◆ GOAL A: Reproduce word for word the part of the exhibition passage below that begins at the words "In the next" and ends after the words "from a wall.".
◆ GOAL B: According to the exhibition passage below, with what event, and in what year, does the exhibition's narrative of the war begin?
===== DOCUMENT PASSAGE
The third layer of the narrative has a universal message. The authors state in no uncertain terms: “The war’s experience remains meaningful today”. Wars continue to be waged and the suffering they cause affects millions of people. This layer of the narrative therefore concerns not only history but also human nature, and the problem of evil and how to oppose it.
These three key messages – the magnitude of the catastrophe, the local perspective, and universalism – permeate the narrative of the exhibition, which is structured both chronologically and thematically. It consists of three main sections – an introduction entitled “The road to war”, a main part entitled “The terror of war”, and an ending: “The long shadow of war”. This division shows that the curators have framed their narrative of the war in broad terms. It begins in 1910 with the funeral of Edward VII in London – the last occasion on which international elites of the old order congregated in such numbers – and continues almost until the present day, revealing the consequences of the war and the way in which it divided our world.
Before the section on the outbreak of war in Europe, visitors learn about the birth and expansion of three totalitarian states – fascist Italy, communist Soviet Union, and Nazi Germany. Then, moving through a “reconstructed” Polish street from the inter-war period, visitors observe world events as they unfolded prior to 1939 – the conflicts in Asia, the Spanish Civil War, rising tensions, and the policy of appeasement in Europe.
The main part of the exhibition – “The terror of war” – begins with the German attack on Poland, soon followed by the Soviet invasion of the country from the east. The September Campaign and the first days of the occupation are discussed here.
In the next part, the Winter War between the Soviet Union and Finland is depicted alongside warfare in the years 1940–1942, which is largely illustrated by the equipment of the soldiers and military units engaged in hostilities at that time. The exhibits include soldiers’ personal belongings, which give insight into life at the front or in prisoner-of-war camps. This part is dominated by the nose section of a Junkers Ju 87 dive bomber, which emerges from a wall.
The space entitled “Merciless war” introduces visitors to the suffering experienced by millions of ordinary citizens due to the criminal methods used to conduct hostilities. It begins with an installation devoted to the death of more than three million Soviet prisoners of war in German captivity. Visitors then witness the living conditions of civilian populations in the besieged city of Leningrad and in cities that were bombed (Tokyo, Warsaw, London, Dresden). They learn that starvation was either a result of the war itself or a tool deliberately employed by the occupying powers.
The part entitled “Occupation and collaboration” begins with an interactive quiz about the situation that prevailed in the occupied countries of Europe. It also compares the nature of the German, Soviet, and Japanese occupations and describes the various forms of collaboration and cooperation with the occupying powers. This serves as a preamble to subsequent spaces in which the most appalling forms of terror used during the war are discussed: the first cases of mass killings in Poland, deportations, forced labour, concentration camps, and finally the Holocaust and the attempts to annihilate national minorities (in the Balkans and Eastern Galicia).
==========
===== INFORMATION PROVIDED
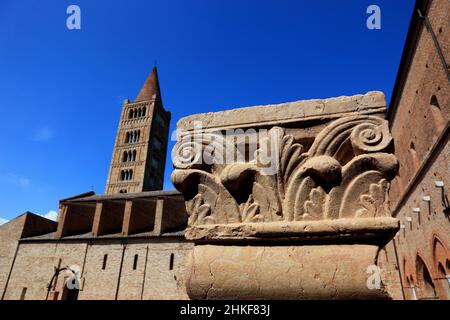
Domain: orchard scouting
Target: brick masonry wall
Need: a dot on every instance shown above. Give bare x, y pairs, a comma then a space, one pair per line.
==========
◆ REPLY A:
In the next part, the Winter War between the Soviet Union and Finland is depicted alongside warfare in the years 1940–1942, which is largely illustrated by the equipment of the soldiers and military units engaged in hostilities at that time. The exhibits include soldiers’ personal belongings, which give insight into life at the front or in prisoner-of-war camps. This part is dominated by the nose section of a Junkers Ju 87 dive bomber, which emerges from a wall.

◆ REPLY B: It begins in 1910 with the funeral of Edward VII in London.